=== Section Start ===

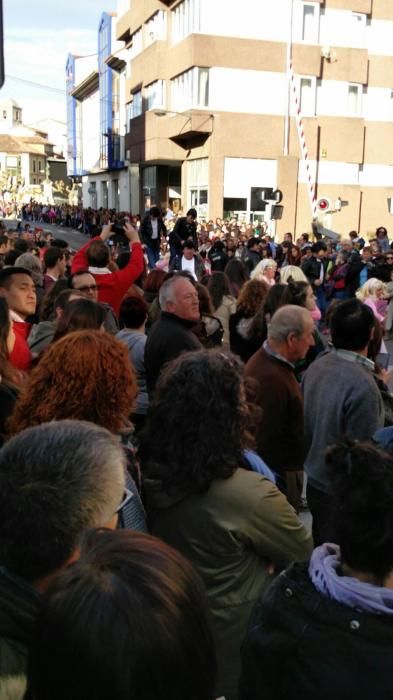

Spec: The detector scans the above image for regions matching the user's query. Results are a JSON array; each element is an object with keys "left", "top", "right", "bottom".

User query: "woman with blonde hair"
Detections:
[
  {"left": 356, "top": 277, "right": 388, "bottom": 352},
  {"left": 279, "top": 265, "right": 308, "bottom": 284},
  {"left": 251, "top": 258, "right": 277, "bottom": 286}
]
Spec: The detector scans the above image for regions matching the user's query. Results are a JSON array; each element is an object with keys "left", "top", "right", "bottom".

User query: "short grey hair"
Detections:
[
  {"left": 268, "top": 305, "right": 311, "bottom": 343},
  {"left": 16, "top": 252, "right": 43, "bottom": 286},
  {"left": 159, "top": 274, "right": 194, "bottom": 310},
  {"left": 0, "top": 420, "right": 125, "bottom": 580}
]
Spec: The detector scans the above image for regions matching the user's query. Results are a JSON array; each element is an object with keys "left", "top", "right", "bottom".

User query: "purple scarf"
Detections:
[{"left": 309, "top": 543, "right": 393, "bottom": 615}]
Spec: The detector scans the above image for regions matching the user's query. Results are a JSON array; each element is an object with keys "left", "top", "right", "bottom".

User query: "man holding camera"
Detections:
[{"left": 71, "top": 221, "right": 143, "bottom": 317}]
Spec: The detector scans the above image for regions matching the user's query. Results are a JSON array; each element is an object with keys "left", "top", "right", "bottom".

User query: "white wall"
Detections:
[
  {"left": 81, "top": 92, "right": 100, "bottom": 172},
  {"left": 360, "top": 165, "right": 393, "bottom": 188},
  {"left": 199, "top": 0, "right": 290, "bottom": 42},
  {"left": 224, "top": 157, "right": 277, "bottom": 198},
  {"left": 209, "top": 68, "right": 286, "bottom": 115},
  {"left": 82, "top": 170, "right": 130, "bottom": 210}
]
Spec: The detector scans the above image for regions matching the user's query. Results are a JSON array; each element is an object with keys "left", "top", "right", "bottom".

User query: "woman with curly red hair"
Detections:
[{"left": 7, "top": 330, "right": 145, "bottom": 530}]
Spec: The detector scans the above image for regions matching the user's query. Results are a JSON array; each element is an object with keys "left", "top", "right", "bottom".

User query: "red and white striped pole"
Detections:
[{"left": 288, "top": 59, "right": 318, "bottom": 220}]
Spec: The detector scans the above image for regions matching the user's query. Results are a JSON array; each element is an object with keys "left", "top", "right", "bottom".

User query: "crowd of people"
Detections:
[{"left": 1, "top": 208, "right": 393, "bottom": 699}]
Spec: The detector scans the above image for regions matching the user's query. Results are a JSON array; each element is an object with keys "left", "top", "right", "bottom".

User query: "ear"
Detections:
[{"left": 0, "top": 288, "right": 6, "bottom": 299}]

=== Section End ===

EXERCISE: Where a line of the records above holds the word "white", copy that line.

OUTPUT OF THE TASK:
User query: "white wall"
User query: "red and white striped pole"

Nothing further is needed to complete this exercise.